_Exercise prompt_
Print, unchanged, the lines in the items below that run from the one containing "mark the region of the dark" through the end of the items, both ends included.
──────── Task inputs ────────
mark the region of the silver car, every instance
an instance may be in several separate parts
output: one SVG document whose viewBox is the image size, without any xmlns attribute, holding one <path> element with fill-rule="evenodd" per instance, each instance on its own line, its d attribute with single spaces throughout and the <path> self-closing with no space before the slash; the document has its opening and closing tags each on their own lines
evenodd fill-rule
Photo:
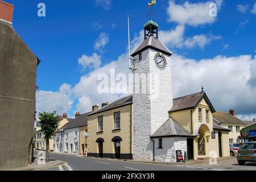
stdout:
<svg viewBox="0 0 256 182">
<path fill-rule="evenodd" d="M 256 162 L 256 142 L 243 143 L 238 150 L 237 161 L 240 165 L 246 162 Z"/>
<path fill-rule="evenodd" d="M 235 155 L 237 155 L 239 147 L 239 143 L 230 143 L 229 144 L 230 156 L 234 156 Z"/>
</svg>

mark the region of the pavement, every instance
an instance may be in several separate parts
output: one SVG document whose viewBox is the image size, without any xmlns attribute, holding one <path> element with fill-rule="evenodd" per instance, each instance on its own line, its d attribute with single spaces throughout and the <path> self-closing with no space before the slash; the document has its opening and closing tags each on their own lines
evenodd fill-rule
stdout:
<svg viewBox="0 0 256 182">
<path fill-rule="evenodd" d="M 34 162 L 27 167 L 17 167 L 17 168 L 0 168 L 0 171 L 36 171 L 47 169 L 59 166 L 65 164 L 65 163 L 63 161 L 50 159 L 49 163 L 40 164 L 40 162 L 38 162 L 38 156 L 35 156 Z"/>
<path fill-rule="evenodd" d="M 236 158 L 223 158 L 217 161 L 217 165 L 207 162 L 196 164 L 175 163 L 155 164 L 135 161 L 124 161 L 112 159 L 86 158 L 73 155 L 50 153 L 51 159 L 62 160 L 65 164 L 58 167 L 42 169 L 42 171 L 235 171 L 256 170 L 256 164 L 246 163 L 244 166 L 237 164 Z M 202 162 L 202 161 L 201 161 Z"/>
</svg>

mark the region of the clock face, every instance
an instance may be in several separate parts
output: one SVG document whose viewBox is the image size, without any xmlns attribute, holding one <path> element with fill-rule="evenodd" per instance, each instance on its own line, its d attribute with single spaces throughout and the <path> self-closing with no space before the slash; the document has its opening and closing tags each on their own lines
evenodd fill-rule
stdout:
<svg viewBox="0 0 256 182">
<path fill-rule="evenodd" d="M 163 69 L 166 67 L 166 61 L 163 55 L 157 54 L 155 57 L 155 64 L 158 68 Z"/>
</svg>

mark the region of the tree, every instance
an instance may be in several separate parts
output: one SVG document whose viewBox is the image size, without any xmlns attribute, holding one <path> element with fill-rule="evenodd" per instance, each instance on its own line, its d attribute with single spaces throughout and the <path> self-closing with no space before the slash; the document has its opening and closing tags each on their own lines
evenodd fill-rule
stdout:
<svg viewBox="0 0 256 182">
<path fill-rule="evenodd" d="M 59 119 L 56 115 L 56 111 L 53 113 L 39 113 L 39 123 L 41 125 L 42 131 L 46 140 L 46 162 L 49 162 L 49 140 L 55 136 L 55 133 L 59 127 Z"/>
</svg>

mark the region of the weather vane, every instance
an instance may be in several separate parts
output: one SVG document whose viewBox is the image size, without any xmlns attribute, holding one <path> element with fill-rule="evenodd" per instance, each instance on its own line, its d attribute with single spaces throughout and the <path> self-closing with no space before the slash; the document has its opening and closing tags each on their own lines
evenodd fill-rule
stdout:
<svg viewBox="0 0 256 182">
<path fill-rule="evenodd" d="M 155 0 L 153 0 L 151 3 L 149 2 L 149 9 L 150 9 L 149 15 L 150 16 L 150 20 L 151 20 L 151 15 L 152 13 L 152 12 L 151 11 L 151 6 L 153 6 L 154 5 L 155 5 L 156 3 L 157 3 L 157 1 Z"/>
</svg>

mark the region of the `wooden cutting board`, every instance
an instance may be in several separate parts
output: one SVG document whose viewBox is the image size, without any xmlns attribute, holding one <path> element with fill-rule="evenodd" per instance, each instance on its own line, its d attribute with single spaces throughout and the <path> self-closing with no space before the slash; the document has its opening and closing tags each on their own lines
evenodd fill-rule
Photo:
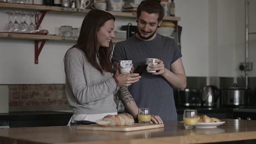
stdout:
<svg viewBox="0 0 256 144">
<path fill-rule="evenodd" d="M 132 126 L 109 126 L 102 127 L 96 124 L 88 125 L 77 126 L 76 126 L 77 130 L 105 130 L 113 131 L 130 132 L 131 131 L 146 130 L 151 128 L 162 128 L 164 124 L 150 124 L 135 123 Z"/>
</svg>

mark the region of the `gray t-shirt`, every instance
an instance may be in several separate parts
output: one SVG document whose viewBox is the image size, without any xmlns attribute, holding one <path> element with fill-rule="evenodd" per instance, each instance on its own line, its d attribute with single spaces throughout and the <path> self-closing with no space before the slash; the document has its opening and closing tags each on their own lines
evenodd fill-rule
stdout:
<svg viewBox="0 0 256 144">
<path fill-rule="evenodd" d="M 111 73 L 102 74 L 76 48 L 68 50 L 64 62 L 66 94 L 74 114 L 117 112 L 114 100 L 116 83 Z"/>
<path fill-rule="evenodd" d="M 173 39 L 156 34 L 152 40 L 145 41 L 135 35 L 115 46 L 112 60 L 132 60 L 134 69 L 145 64 L 146 58 L 159 59 L 170 70 L 170 65 L 182 55 Z M 158 115 L 164 122 L 177 121 L 172 86 L 162 76 L 145 70 L 141 78 L 129 86 L 129 91 L 138 107 L 149 107 L 152 114 Z"/>
</svg>

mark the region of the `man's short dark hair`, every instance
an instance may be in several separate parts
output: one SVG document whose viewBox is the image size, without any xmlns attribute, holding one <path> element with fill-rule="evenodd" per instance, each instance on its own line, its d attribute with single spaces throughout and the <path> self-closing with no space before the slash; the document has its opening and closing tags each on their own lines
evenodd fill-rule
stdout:
<svg viewBox="0 0 256 144">
<path fill-rule="evenodd" d="M 159 21 L 162 20 L 164 17 L 164 11 L 161 4 L 160 0 L 145 0 L 142 1 L 137 9 L 137 17 L 141 15 L 141 12 L 145 11 L 150 14 L 155 13 L 158 14 Z"/>
</svg>

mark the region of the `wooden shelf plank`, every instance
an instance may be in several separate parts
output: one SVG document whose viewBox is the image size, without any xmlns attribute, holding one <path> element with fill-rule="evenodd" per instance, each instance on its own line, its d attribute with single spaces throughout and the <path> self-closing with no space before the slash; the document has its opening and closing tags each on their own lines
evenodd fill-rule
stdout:
<svg viewBox="0 0 256 144">
<path fill-rule="evenodd" d="M 78 10 L 66 8 L 60 6 L 45 6 L 44 5 L 22 4 L 0 2 L 0 10 L 10 11 L 19 10 L 27 12 L 37 12 L 45 10 L 50 11 L 49 13 L 61 14 L 72 14 L 84 16 L 90 10 Z M 79 12 L 78 12 L 79 11 Z M 124 17 L 136 18 L 136 13 L 107 11 L 114 16 Z M 167 21 L 180 21 L 180 18 L 164 16 L 164 20 Z"/>
<path fill-rule="evenodd" d="M 71 38 L 74 38 L 73 37 Z M 65 39 L 63 36 L 51 36 L 44 34 L 21 34 L 2 32 L 0 32 L 0 38 L 10 38 L 30 40 L 48 40 L 50 41 L 67 42 L 76 42 L 76 40 Z M 116 43 L 117 42 L 121 42 L 125 40 L 114 38 L 112 39 L 112 41 L 113 42 L 113 43 Z"/>
</svg>

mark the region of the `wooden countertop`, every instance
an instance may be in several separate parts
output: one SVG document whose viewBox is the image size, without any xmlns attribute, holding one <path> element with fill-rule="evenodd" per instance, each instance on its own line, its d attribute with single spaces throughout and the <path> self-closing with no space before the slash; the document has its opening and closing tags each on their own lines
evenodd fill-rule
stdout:
<svg viewBox="0 0 256 144">
<path fill-rule="evenodd" d="M 185 130 L 180 122 L 130 132 L 76 130 L 76 126 L 0 129 L 3 144 L 198 144 L 256 139 L 256 121 L 222 120 L 216 128 Z"/>
</svg>

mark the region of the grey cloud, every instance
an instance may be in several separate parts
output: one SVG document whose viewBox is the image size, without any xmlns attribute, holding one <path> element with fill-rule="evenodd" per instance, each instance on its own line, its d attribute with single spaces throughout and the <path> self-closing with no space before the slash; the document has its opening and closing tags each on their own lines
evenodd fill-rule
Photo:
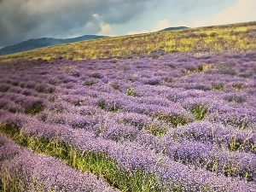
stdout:
<svg viewBox="0 0 256 192">
<path fill-rule="evenodd" d="M 96 34 L 101 31 L 100 22 L 125 23 L 145 11 L 147 3 L 147 0 L 0 0 L 0 47 L 28 38 Z M 99 15 L 98 20 L 93 14 Z M 88 23 L 93 25 L 86 26 Z"/>
</svg>

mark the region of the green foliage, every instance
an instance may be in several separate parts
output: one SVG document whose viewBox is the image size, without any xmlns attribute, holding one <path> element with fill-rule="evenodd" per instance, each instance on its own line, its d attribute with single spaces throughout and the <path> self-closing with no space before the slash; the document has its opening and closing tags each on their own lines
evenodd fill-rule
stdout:
<svg viewBox="0 0 256 192">
<path fill-rule="evenodd" d="M 217 90 L 224 90 L 224 84 L 212 84 L 212 89 Z"/>
<path fill-rule="evenodd" d="M 248 50 L 256 48 L 256 39 L 249 38 L 250 31 L 255 29 L 256 23 L 250 22 L 94 39 L 7 55 L 0 56 L 0 61 L 109 58 L 110 53 L 118 58 L 149 54 L 160 48 L 169 53 Z"/>
<path fill-rule="evenodd" d="M 93 85 L 95 84 L 96 84 L 96 82 L 94 82 L 94 81 L 85 81 L 84 83 L 84 85 L 85 85 L 85 86 L 91 86 L 91 85 Z"/>
<path fill-rule="evenodd" d="M 44 106 L 42 103 L 35 103 L 31 107 L 26 107 L 25 109 L 25 113 L 33 116 L 44 110 Z"/>
<path fill-rule="evenodd" d="M 183 115 L 168 115 L 166 113 L 160 113 L 157 115 L 158 120 L 163 120 L 167 124 L 172 125 L 174 127 L 178 125 L 187 125 L 189 122 L 189 119 Z"/>
<path fill-rule="evenodd" d="M 162 137 L 167 132 L 167 129 L 161 129 L 160 127 L 154 126 L 154 125 L 150 126 L 146 126 L 144 127 L 144 129 L 147 130 L 151 134 L 153 134 L 154 136 L 158 137 Z"/>
<path fill-rule="evenodd" d="M 126 90 L 127 96 L 136 96 L 135 90 L 132 86 L 129 86 L 128 90 Z"/>
<path fill-rule="evenodd" d="M 143 171 L 131 174 L 119 167 L 115 160 L 106 153 L 79 151 L 76 148 L 58 141 L 26 136 L 21 131 L 13 129 L 12 125 L 1 124 L 0 131 L 14 139 L 17 144 L 36 153 L 44 154 L 62 160 L 67 166 L 82 172 L 101 176 L 109 185 L 120 191 L 162 191 L 156 177 Z"/>
<path fill-rule="evenodd" d="M 195 120 L 201 120 L 204 119 L 207 113 L 207 108 L 201 105 L 195 105 L 190 108 Z"/>
</svg>

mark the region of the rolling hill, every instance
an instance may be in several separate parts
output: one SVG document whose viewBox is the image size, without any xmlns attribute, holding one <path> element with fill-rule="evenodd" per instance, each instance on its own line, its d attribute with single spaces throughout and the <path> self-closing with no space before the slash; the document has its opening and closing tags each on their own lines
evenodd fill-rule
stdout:
<svg viewBox="0 0 256 192">
<path fill-rule="evenodd" d="M 84 60 L 132 57 L 162 49 L 166 53 L 218 53 L 256 49 L 256 22 L 236 23 L 58 44 L 0 56 L 12 60 Z"/>
<path fill-rule="evenodd" d="M 90 39 L 107 38 L 106 36 L 96 36 L 96 35 L 84 35 L 82 37 L 73 38 L 32 38 L 26 41 L 23 41 L 17 44 L 6 46 L 0 49 L 0 55 L 8 54 L 19 53 L 22 51 L 31 50 L 37 48 L 52 46 L 56 44 L 69 44 L 79 41 L 85 41 Z"/>
<path fill-rule="evenodd" d="M 160 30 L 160 32 L 166 32 L 166 31 L 173 31 L 173 30 L 180 30 L 180 29 L 189 29 L 189 27 L 187 26 L 176 26 L 176 27 L 168 27 Z"/>
</svg>

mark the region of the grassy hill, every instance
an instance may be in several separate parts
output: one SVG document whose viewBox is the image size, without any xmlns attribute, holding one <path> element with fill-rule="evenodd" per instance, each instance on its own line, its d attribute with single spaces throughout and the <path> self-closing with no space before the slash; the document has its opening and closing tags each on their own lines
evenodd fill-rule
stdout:
<svg viewBox="0 0 256 192">
<path fill-rule="evenodd" d="M 96 35 L 84 35 L 82 37 L 73 38 L 36 38 L 23 41 L 20 44 L 3 47 L 0 49 L 0 55 L 4 55 L 8 54 L 19 53 L 22 51 L 31 50 L 37 48 L 52 46 L 61 44 L 69 44 L 79 41 L 85 41 L 90 39 L 107 38 L 106 36 L 96 36 Z"/>
<path fill-rule="evenodd" d="M 40 48 L 0 56 L 0 61 L 15 59 L 54 61 L 97 57 L 123 57 L 148 54 L 163 49 L 166 52 L 220 52 L 256 48 L 256 22 L 205 26 L 147 34 L 106 38 Z"/>
<path fill-rule="evenodd" d="M 180 30 L 180 29 L 189 29 L 189 27 L 187 26 L 168 27 L 168 28 L 162 29 L 160 32 L 173 31 L 173 30 Z"/>
</svg>

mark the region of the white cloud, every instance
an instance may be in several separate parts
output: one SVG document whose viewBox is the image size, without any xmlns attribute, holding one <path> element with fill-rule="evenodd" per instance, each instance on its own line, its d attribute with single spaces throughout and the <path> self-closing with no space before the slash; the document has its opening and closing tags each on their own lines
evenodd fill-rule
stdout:
<svg viewBox="0 0 256 192">
<path fill-rule="evenodd" d="M 255 0 L 237 0 L 233 5 L 216 13 L 212 17 L 202 20 L 193 18 L 179 20 L 177 23 L 190 27 L 224 25 L 256 20 Z"/>
<path fill-rule="evenodd" d="M 153 28 L 152 32 L 160 31 L 170 26 L 171 23 L 168 20 L 160 20 L 157 21 L 157 25 Z"/>
<path fill-rule="evenodd" d="M 148 30 L 143 30 L 140 32 L 131 31 L 131 32 L 127 32 L 126 35 L 134 35 L 134 34 L 141 34 L 141 33 L 148 33 L 148 32 L 149 32 Z"/>
<path fill-rule="evenodd" d="M 102 30 L 101 30 L 101 32 L 99 32 L 97 33 L 97 35 L 114 36 L 113 32 L 113 30 L 112 30 L 112 27 L 109 24 L 105 23 L 105 22 L 101 22 L 100 26 L 102 27 Z"/>
<path fill-rule="evenodd" d="M 99 15 L 97 14 L 94 14 L 92 15 L 92 16 L 96 19 L 96 20 L 99 20 Z"/>
</svg>

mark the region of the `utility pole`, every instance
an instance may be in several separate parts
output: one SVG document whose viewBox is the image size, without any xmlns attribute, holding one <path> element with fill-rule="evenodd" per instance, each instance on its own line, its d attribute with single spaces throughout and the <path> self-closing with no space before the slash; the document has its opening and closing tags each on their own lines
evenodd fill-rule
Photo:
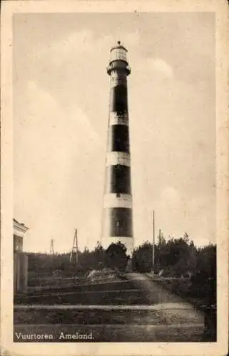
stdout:
<svg viewBox="0 0 229 356">
<path fill-rule="evenodd" d="M 73 261 L 73 258 L 74 258 L 74 261 L 76 264 L 78 264 L 78 236 L 77 236 L 77 229 L 75 230 L 75 234 L 73 238 L 73 243 L 72 245 L 72 249 L 70 254 L 70 262 Z"/>
<path fill-rule="evenodd" d="M 155 255 L 155 212 L 153 210 L 153 247 L 152 247 L 152 271 L 154 273 L 154 255 Z"/>
<path fill-rule="evenodd" d="M 53 239 L 51 240 L 50 254 L 51 255 L 54 255 L 54 240 L 53 240 Z"/>
</svg>

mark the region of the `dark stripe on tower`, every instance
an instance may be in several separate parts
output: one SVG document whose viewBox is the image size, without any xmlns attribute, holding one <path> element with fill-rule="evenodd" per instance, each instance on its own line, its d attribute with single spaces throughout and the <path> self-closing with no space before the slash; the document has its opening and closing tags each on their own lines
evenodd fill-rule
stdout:
<svg viewBox="0 0 229 356">
<path fill-rule="evenodd" d="M 118 115 L 128 111 L 127 88 L 123 85 L 118 85 L 111 88 L 110 111 Z"/>
<path fill-rule="evenodd" d="M 104 221 L 108 225 L 103 233 L 108 236 L 132 237 L 132 209 L 129 208 L 104 209 Z"/>
<path fill-rule="evenodd" d="M 131 194 L 131 168 L 117 164 L 106 168 L 106 193 Z"/>
<path fill-rule="evenodd" d="M 108 152 L 130 153 L 129 130 L 125 125 L 112 125 L 108 129 Z"/>
</svg>

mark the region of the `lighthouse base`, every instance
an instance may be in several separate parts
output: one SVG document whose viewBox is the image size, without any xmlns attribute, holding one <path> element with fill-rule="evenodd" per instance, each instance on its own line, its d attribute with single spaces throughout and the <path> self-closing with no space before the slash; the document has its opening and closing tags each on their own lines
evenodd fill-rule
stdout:
<svg viewBox="0 0 229 356">
<path fill-rule="evenodd" d="M 126 248 L 126 254 L 131 257 L 133 251 L 133 237 L 103 237 L 101 243 L 103 248 L 107 248 L 111 244 L 117 244 L 118 241 L 125 245 Z"/>
</svg>

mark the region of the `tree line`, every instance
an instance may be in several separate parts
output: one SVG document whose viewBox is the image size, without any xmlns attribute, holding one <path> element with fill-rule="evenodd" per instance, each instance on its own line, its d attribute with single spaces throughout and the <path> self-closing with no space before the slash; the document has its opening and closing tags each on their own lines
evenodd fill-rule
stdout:
<svg viewBox="0 0 229 356">
<path fill-rule="evenodd" d="M 73 271 L 85 273 L 105 267 L 125 271 L 128 263 L 136 272 L 147 273 L 153 268 L 153 245 L 149 241 L 136 248 L 132 258 L 126 255 L 126 248 L 121 242 L 111 244 L 107 249 L 99 243 L 93 251 L 85 248 L 78 251 L 77 263 L 74 263 L 76 256 L 70 261 L 69 253 L 27 254 L 29 272 L 36 275 L 50 274 L 56 270 L 65 275 L 72 275 Z M 164 277 L 216 276 L 216 245 L 197 247 L 187 234 L 168 240 L 160 236 L 154 246 L 154 272 Z"/>
</svg>

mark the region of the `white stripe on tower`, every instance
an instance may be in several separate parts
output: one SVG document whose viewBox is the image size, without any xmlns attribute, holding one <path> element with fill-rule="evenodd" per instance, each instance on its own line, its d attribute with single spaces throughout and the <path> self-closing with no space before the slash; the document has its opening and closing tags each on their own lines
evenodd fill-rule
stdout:
<svg viewBox="0 0 229 356">
<path fill-rule="evenodd" d="M 104 208 L 132 208 L 132 195 L 122 193 L 104 194 Z"/>
<path fill-rule="evenodd" d="M 128 126 L 129 119 L 128 113 L 118 115 L 116 112 L 110 112 L 109 126 L 112 126 L 113 125 L 125 125 L 126 126 Z"/>
<path fill-rule="evenodd" d="M 121 166 L 131 167 L 131 155 L 129 153 L 122 152 L 110 152 L 106 154 L 106 166 Z"/>
</svg>

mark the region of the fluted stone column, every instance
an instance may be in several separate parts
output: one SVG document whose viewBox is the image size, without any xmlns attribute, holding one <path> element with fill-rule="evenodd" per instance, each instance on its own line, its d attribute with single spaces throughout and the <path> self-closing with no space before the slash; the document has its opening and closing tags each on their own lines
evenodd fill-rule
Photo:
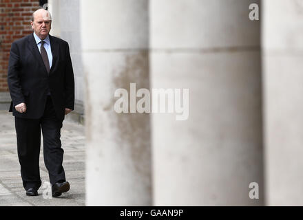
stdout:
<svg viewBox="0 0 303 220">
<path fill-rule="evenodd" d="M 263 204 L 260 23 L 249 0 L 150 0 L 152 88 L 189 114 L 152 114 L 156 206 Z M 259 199 L 251 199 L 251 182 Z"/>
<path fill-rule="evenodd" d="M 303 205 L 303 1 L 263 1 L 266 205 Z"/>
<path fill-rule="evenodd" d="M 86 204 L 151 205 L 149 115 L 114 111 L 117 89 L 149 87 L 148 1 L 80 1 Z"/>
</svg>

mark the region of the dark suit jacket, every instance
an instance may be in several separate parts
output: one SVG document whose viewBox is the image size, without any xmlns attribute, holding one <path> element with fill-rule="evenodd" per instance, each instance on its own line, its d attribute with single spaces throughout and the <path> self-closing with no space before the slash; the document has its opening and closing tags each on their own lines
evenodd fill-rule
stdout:
<svg viewBox="0 0 303 220">
<path fill-rule="evenodd" d="M 64 120 L 65 108 L 74 110 L 74 79 L 68 43 L 50 35 L 50 41 L 53 59 L 48 74 L 33 34 L 12 44 L 8 82 L 12 98 L 10 111 L 16 117 L 40 118 L 48 91 L 59 120 Z M 27 110 L 20 113 L 14 107 L 22 102 Z"/>
</svg>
────────
_Expected output_
mark the region of the dark suit jacket, every instance
an instance may be in several separate parts
output: one SVG document whose viewBox is the image size, without any xmlns attribute, holding one <path> element with fill-rule="evenodd" per instance, each instance on its own line, its d attribute with single spaces throughout and the <path> self-closing with no space before the slash; the document has its opening and closing tags each on their own lines
evenodd fill-rule
stdout:
<svg viewBox="0 0 303 220">
<path fill-rule="evenodd" d="M 64 120 L 65 108 L 74 110 L 74 79 L 68 43 L 50 35 L 50 41 L 53 59 L 48 74 L 33 34 L 12 44 L 8 82 L 12 98 L 10 111 L 16 117 L 40 118 L 48 91 L 59 120 Z M 27 110 L 20 113 L 14 107 L 22 102 Z"/>
</svg>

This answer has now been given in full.